• Work to complete: Return all lines in the data where the string "instance" can be found.

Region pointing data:
● ● ● ●

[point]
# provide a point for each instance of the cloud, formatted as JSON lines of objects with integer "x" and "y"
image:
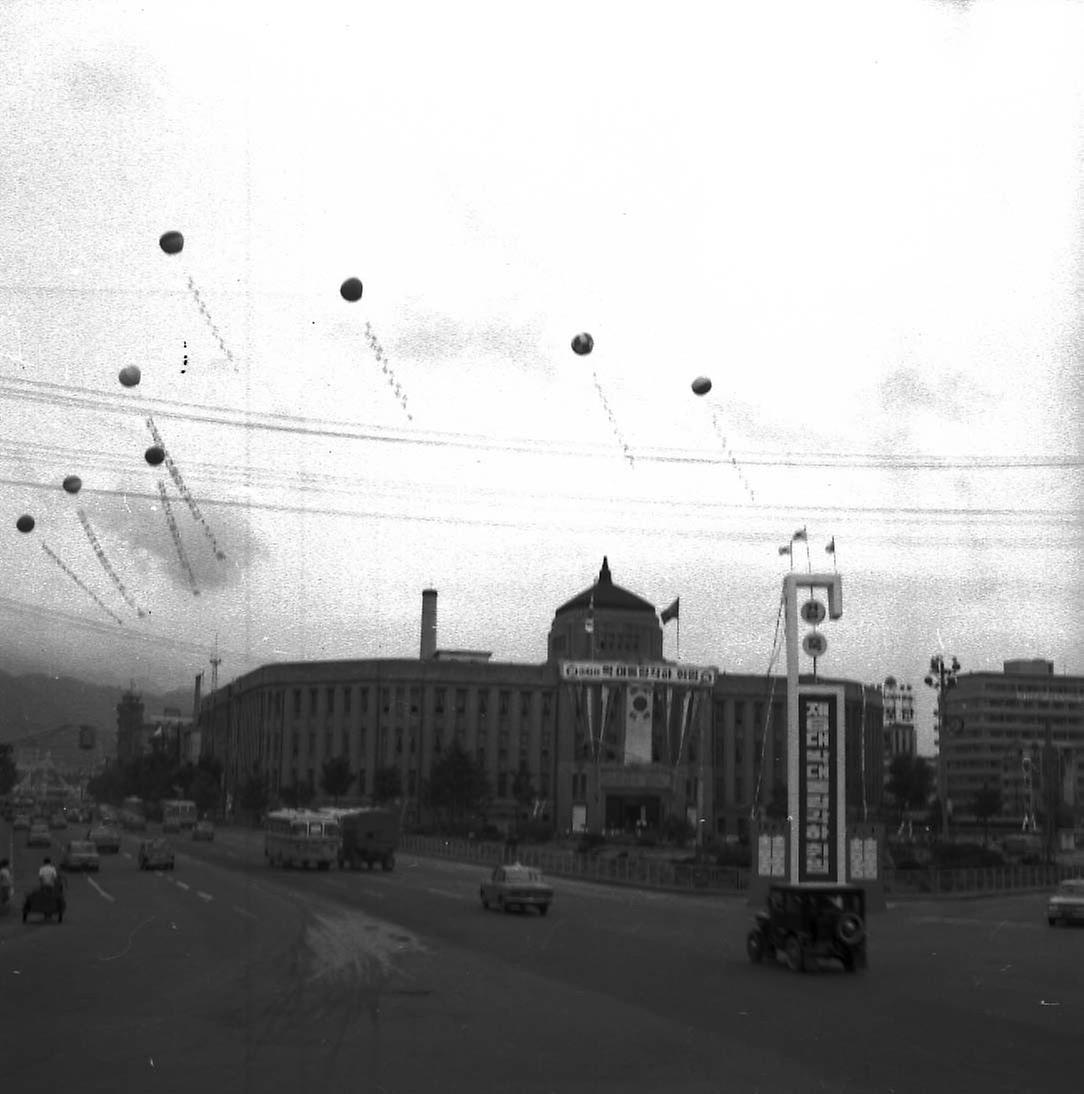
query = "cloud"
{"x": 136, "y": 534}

● ● ● ●

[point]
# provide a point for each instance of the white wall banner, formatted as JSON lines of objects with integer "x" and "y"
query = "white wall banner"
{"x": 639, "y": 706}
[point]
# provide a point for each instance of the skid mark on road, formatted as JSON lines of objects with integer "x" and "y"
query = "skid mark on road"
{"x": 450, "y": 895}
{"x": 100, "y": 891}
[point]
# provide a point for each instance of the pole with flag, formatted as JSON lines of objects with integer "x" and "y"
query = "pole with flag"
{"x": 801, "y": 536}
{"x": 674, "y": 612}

● ● ● ●

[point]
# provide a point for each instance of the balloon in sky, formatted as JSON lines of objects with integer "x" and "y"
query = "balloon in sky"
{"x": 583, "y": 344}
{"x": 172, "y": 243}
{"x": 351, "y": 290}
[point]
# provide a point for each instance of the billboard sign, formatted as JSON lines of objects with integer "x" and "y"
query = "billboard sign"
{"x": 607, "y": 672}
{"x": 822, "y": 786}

● ● ● ●

• Exercise response:
# provide a point for each instance of the cloud, formatted as JSON lines of objects with integer "x" and "y"
# provide a point for each instance of the white wall banner, formatted as JSON lines of objects with integer "x" and "y"
# provide a point for each instance of the skid mark on road, formatted as JSON lines of objects with integer "x" and "y"
# provide a point for each instance of the pole with flag, formatted as JSON lines of objects with integer "x" and "y"
# provide a point for each instance of the balloon in sky, formatted as JSON lines of objects with integer "x" and "y"
# provide a point for each instance of the billboard sign, formatted as JSON lines of objects with integer "x" and "y"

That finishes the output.